▶ Einträge im Datensatz:
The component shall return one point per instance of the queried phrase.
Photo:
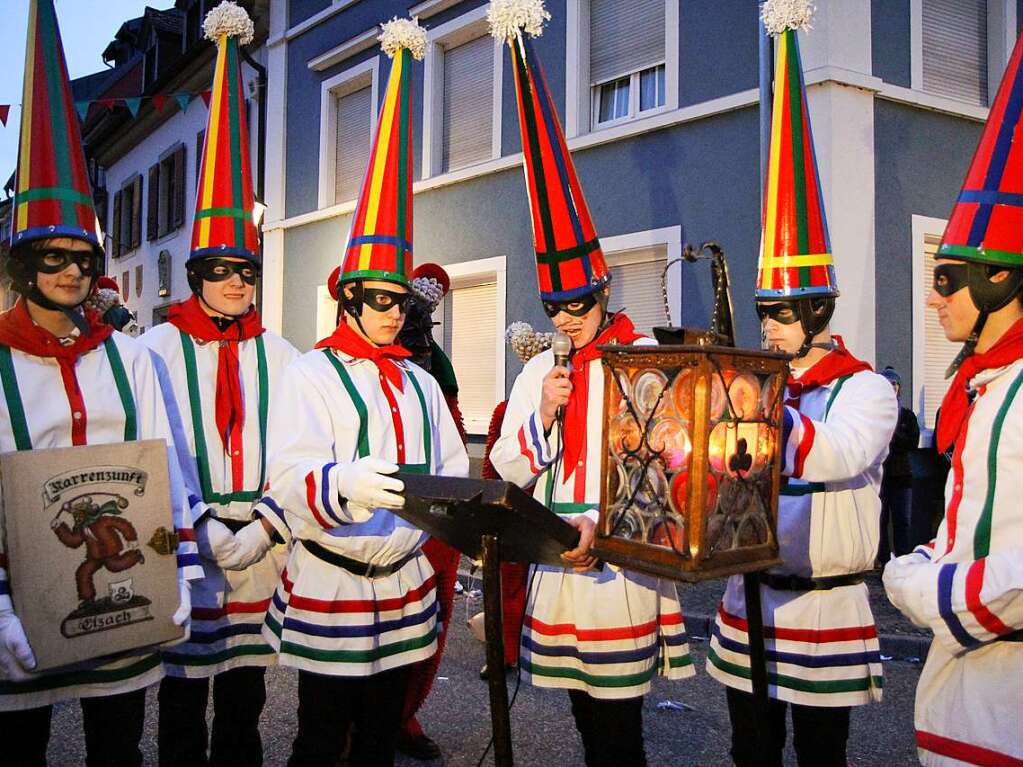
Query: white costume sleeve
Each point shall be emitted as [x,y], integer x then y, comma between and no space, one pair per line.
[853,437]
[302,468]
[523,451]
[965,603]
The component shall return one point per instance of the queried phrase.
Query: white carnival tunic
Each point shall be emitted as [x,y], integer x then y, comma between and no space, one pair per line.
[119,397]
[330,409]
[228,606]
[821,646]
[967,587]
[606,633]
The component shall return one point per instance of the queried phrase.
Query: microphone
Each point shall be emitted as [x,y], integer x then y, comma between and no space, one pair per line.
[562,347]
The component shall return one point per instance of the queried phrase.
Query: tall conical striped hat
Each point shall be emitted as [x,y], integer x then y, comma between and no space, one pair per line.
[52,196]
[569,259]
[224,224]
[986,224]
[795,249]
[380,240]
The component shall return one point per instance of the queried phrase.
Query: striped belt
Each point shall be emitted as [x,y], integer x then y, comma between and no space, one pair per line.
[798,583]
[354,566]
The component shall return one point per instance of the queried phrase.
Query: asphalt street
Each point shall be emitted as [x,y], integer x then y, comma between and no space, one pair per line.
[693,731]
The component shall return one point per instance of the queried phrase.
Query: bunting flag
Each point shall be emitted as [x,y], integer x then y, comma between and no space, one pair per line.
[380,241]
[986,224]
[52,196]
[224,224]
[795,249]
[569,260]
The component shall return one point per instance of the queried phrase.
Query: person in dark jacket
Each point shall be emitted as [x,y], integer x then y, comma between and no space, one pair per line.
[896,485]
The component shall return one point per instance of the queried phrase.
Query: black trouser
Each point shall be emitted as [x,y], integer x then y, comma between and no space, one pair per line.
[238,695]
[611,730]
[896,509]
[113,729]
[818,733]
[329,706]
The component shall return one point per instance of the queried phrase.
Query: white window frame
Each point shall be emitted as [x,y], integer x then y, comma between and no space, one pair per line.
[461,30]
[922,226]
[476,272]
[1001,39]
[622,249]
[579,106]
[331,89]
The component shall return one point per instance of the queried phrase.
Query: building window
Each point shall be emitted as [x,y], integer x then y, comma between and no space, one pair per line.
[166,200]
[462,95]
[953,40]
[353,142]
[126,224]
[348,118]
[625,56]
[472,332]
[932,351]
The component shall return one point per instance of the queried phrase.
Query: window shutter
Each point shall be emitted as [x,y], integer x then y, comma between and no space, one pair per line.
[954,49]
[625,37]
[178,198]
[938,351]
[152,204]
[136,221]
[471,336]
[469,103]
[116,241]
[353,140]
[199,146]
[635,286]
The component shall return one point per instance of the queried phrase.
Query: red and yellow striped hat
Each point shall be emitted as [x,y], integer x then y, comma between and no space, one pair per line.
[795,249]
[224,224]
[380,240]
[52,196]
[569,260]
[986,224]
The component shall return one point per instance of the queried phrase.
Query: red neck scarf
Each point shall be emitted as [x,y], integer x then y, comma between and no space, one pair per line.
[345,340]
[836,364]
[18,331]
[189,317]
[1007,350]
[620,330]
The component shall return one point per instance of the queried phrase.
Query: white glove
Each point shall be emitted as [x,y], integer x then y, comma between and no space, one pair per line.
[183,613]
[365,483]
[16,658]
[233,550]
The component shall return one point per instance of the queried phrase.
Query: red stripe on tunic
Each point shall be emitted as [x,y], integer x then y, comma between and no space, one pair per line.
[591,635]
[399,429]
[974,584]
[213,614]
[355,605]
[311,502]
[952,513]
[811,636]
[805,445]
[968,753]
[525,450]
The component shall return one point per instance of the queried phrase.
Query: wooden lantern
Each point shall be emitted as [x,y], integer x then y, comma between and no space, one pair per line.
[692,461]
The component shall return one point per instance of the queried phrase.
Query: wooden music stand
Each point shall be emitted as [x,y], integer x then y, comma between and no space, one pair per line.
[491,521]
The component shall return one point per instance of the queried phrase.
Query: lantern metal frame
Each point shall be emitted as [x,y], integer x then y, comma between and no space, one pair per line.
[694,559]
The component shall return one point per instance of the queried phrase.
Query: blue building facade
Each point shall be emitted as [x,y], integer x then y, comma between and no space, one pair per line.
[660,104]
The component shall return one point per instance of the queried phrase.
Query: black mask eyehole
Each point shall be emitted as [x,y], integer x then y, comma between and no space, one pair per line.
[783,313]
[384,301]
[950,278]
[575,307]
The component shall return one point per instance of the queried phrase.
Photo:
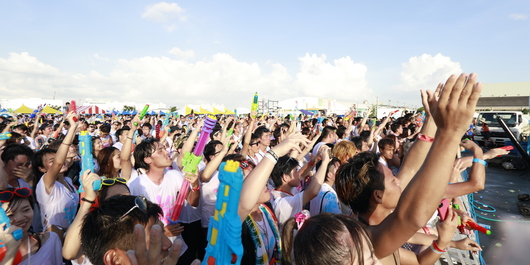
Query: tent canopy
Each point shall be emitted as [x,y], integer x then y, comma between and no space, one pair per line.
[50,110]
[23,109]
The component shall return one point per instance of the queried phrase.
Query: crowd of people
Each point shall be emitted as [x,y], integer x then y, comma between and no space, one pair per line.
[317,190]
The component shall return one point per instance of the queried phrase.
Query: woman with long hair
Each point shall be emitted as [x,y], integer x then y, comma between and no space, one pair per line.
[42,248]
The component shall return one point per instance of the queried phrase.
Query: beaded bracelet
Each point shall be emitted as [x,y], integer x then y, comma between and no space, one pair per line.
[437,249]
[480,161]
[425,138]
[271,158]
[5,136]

▶ Anleitung: Sammle aus den Einträgen oben jede Zeile, in der das Wort „window“ vorkommt.

▶ Vollständige Antwort:
Query: white window frame
Query: building window
Query: window shutter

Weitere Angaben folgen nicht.